_Problem requirements:_
With the line containing "of the green" as the start and the line containing "the window, writing" as the end, transcribe that span of the entries below exactly, including both.

_Data supplied:_
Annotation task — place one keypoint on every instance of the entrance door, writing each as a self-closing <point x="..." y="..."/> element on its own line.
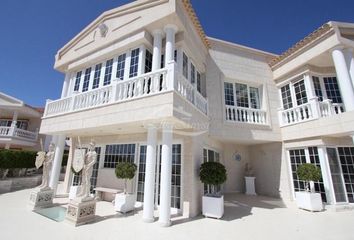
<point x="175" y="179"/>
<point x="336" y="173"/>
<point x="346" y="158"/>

...

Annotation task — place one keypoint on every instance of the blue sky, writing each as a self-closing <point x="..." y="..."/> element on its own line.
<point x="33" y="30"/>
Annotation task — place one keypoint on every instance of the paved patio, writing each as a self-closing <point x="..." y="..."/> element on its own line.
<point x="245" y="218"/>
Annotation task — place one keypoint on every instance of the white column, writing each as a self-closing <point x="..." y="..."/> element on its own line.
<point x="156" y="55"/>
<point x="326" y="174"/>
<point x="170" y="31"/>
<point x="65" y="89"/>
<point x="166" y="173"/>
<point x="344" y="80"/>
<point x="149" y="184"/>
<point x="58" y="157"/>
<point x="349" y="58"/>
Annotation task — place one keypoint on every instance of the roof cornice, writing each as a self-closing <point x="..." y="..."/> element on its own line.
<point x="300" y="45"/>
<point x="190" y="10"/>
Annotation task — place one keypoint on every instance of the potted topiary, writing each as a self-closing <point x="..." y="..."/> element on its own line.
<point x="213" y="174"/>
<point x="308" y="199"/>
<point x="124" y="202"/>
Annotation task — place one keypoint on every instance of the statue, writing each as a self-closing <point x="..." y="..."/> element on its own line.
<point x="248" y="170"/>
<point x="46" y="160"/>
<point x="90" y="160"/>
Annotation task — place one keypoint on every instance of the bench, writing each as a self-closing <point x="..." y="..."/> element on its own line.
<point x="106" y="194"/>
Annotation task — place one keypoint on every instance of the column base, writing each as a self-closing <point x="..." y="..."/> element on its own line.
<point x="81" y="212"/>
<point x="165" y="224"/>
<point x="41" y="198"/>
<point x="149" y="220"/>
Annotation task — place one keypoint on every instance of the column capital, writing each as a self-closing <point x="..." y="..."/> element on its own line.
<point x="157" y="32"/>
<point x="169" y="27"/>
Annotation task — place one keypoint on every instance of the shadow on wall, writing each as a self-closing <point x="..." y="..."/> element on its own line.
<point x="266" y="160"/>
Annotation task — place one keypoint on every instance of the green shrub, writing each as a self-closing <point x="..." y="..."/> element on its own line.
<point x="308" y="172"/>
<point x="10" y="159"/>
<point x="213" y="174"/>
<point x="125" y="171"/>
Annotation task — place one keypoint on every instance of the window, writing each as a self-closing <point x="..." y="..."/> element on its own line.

_Output for this task:_
Annotation task — place one keypoint on every instance of the green shrub, writing each as a self-closing <point x="..." y="..."/> element on its own line.
<point x="308" y="172"/>
<point x="10" y="159"/>
<point x="213" y="174"/>
<point x="125" y="171"/>
Annotation task — place one keypoint on every instance of the window, writing each as a self-closing <point x="..." y="..."/> element on its own line.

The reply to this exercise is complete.